__WHAT YOU WILL DO__.
• a. Using the post below, decide whether each statement agrees with it: (i) daylight bombing has an advantage over night bombing under flares; (ii) doing the prep and flying the airplane always keeps bad things from happening; (iii) the events with Bill took place in the morning. Answer yes or no for each, and quote the deciding words of the post.
• b. In the post below, what is the name of the writer's back seater?
• c. Duplicate the part of the post below that opens with the words containing "Milk Run - BAM!" and closes with "lot of stuff.".

__PASSAGE__.
++++
Friday, October 30, 2009

Milk Run - BAM!



In the business of daylight bombing, there is a distinct advantage over night time bombing under the light of flares. It lies mostly in the fact that you can see outside and generally tell what’s going on. Sometimes, however, you still can’t really know about what’s going on because there’s simply too much going on at the same time! Does that make sense? I’ve tried to let you experience some of what went on in the preparation and roll in to deliver weapons. A lot of stuff.


I forgot to mention that you still have to fly the airplane all the time too. If you forget to fly the airplane, bad things happen. Sometimes when you do the prep, get into the delivery mode and fly the airplane, bad things happen anyway. That was the case for me and my back seater Bill, that early afternoon day in November of ’65.
++++
__SUPPLIED ENTRIES__.
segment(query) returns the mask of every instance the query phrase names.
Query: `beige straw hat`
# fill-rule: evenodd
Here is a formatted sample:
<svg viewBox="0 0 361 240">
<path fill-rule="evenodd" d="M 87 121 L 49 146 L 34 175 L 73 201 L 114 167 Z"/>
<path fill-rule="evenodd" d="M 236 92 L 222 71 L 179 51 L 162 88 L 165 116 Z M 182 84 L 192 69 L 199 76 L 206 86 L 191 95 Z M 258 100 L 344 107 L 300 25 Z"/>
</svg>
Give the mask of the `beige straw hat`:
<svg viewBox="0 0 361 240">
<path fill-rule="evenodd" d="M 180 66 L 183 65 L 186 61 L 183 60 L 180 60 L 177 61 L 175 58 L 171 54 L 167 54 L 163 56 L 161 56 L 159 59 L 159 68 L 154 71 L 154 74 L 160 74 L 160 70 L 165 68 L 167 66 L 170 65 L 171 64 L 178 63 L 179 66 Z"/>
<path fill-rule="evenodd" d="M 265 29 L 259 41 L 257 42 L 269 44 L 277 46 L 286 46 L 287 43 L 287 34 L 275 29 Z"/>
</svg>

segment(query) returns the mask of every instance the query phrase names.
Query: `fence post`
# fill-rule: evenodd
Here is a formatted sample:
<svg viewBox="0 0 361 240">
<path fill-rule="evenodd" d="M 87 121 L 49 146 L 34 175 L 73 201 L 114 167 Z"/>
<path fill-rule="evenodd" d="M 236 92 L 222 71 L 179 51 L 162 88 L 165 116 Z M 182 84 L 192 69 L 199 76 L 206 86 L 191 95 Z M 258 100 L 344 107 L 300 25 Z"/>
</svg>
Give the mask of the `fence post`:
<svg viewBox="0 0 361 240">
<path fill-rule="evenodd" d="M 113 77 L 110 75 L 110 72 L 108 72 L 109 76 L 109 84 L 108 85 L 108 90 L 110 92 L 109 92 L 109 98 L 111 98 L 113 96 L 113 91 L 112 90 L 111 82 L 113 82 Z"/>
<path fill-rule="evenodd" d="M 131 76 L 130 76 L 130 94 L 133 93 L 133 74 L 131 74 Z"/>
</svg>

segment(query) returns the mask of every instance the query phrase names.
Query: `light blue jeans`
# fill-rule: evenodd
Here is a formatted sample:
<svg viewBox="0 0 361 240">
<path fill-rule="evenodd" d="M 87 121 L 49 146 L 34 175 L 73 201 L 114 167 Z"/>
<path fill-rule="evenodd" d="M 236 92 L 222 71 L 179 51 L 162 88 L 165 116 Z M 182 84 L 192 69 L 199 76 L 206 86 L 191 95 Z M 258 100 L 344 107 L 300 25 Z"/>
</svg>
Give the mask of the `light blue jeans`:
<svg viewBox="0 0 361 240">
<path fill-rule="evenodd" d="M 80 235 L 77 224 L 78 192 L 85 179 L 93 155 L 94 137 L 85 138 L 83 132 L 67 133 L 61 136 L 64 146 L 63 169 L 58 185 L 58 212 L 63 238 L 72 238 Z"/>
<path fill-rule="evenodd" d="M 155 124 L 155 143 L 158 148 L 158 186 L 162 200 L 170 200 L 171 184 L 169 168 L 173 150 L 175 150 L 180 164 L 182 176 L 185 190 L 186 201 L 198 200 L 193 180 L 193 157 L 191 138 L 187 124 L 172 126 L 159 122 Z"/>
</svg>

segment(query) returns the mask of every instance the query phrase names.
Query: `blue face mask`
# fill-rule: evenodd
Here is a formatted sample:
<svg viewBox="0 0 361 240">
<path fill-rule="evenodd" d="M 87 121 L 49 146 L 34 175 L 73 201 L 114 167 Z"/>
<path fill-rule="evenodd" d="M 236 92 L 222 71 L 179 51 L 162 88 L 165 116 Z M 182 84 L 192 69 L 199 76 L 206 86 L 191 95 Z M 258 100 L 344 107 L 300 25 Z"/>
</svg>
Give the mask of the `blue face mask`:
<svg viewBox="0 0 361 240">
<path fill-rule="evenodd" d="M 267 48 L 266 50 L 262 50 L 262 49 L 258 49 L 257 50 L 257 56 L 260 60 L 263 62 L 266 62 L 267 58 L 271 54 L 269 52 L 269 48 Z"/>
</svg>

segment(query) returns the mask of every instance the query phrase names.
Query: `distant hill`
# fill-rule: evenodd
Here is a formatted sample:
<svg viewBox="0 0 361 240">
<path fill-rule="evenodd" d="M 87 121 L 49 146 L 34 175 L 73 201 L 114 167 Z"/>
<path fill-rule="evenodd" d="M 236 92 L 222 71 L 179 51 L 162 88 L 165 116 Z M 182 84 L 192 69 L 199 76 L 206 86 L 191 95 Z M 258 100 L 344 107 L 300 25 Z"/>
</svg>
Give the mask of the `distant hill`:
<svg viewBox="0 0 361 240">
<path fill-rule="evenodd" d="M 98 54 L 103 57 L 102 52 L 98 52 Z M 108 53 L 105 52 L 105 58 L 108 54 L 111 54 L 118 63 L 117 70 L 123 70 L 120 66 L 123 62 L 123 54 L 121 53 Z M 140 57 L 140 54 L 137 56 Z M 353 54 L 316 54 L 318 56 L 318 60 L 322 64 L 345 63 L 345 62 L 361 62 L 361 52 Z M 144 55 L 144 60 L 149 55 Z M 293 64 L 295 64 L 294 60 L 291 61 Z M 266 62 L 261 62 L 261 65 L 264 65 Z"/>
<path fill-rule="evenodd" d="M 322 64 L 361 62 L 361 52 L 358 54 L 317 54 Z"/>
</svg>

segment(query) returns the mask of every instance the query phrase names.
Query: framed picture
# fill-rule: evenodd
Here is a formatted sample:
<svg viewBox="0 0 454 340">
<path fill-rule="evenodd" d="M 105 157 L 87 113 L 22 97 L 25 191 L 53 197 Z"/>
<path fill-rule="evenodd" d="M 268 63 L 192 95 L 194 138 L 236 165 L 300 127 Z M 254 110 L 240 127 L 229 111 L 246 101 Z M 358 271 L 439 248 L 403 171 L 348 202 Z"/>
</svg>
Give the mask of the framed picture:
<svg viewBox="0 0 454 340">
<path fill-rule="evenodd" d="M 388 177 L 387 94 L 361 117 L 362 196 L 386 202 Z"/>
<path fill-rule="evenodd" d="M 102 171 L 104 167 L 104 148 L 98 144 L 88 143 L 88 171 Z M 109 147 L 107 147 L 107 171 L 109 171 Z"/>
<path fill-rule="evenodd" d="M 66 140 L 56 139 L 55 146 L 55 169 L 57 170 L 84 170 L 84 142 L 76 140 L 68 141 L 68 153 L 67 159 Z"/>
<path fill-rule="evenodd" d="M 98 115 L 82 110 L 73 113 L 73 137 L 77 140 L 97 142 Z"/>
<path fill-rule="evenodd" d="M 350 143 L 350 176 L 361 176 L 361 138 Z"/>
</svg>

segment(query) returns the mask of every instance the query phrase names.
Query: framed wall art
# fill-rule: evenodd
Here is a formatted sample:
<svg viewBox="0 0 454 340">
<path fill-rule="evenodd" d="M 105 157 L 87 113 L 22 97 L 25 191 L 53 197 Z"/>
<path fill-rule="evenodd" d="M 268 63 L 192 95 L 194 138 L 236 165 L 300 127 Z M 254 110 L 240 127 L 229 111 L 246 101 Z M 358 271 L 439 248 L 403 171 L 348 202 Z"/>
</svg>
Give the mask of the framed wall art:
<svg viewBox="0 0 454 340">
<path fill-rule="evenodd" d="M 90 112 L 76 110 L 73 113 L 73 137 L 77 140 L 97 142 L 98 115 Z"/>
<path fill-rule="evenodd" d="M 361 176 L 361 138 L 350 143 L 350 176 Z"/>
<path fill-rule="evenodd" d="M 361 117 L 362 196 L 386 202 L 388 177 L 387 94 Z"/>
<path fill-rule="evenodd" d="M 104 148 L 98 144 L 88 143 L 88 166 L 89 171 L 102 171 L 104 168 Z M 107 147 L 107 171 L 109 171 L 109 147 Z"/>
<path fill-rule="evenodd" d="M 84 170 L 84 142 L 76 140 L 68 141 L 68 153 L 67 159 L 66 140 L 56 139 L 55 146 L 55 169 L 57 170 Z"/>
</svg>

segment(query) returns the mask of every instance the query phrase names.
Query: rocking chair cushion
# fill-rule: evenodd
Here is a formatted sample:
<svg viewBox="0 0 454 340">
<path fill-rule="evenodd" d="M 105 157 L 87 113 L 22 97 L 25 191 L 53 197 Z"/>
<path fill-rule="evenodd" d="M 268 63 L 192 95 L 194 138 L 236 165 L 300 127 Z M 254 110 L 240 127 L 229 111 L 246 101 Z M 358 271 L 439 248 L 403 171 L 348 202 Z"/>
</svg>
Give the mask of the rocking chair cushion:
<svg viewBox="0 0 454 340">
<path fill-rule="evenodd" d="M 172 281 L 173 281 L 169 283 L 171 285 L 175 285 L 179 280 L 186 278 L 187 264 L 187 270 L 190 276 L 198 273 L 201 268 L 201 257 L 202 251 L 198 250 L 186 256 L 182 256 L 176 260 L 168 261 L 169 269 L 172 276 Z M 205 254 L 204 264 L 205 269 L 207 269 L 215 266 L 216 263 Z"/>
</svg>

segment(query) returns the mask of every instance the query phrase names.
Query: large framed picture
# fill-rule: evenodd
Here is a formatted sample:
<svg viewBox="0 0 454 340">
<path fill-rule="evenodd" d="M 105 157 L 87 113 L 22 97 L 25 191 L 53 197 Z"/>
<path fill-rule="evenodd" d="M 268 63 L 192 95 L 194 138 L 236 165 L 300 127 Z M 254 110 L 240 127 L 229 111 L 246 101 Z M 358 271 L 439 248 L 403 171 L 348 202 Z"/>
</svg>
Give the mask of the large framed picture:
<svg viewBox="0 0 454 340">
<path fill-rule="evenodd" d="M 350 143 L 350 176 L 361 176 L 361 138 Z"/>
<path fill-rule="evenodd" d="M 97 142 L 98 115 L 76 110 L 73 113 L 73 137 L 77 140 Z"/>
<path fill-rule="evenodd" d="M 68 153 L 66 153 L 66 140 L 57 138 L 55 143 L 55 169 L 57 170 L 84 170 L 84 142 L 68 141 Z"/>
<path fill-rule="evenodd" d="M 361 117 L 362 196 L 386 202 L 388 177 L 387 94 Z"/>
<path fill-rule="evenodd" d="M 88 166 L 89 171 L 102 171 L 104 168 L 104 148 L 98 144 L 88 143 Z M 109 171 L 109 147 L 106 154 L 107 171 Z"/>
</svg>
++++
__ANSWERS TO EACH TASK__.
• a.
(i) Yes: "there is a distinct advantage over night time bombing under the light of flares"
(ii) No: "Sometimes when you do the prep, get into the delivery mode and fly the airplane, bad things happen anyway."
(iii) No: "that early afternoon day in November of ’65."

• b. Bill

• c.
Milk Run - BAM!



In the business of daylight bombing, there is a distinct advantage over night time bombing under the light of flares. It lies mostly in the fact that you can see outside and generally tell what’s going on. Sometimes, however, you still can’t really know about what’s going on because there’s simply too much going on at the same time! Does that make sense? I’ve tried to let you experience some of what went on in the preparation and roll in to deliver weapons. A lot of stuff.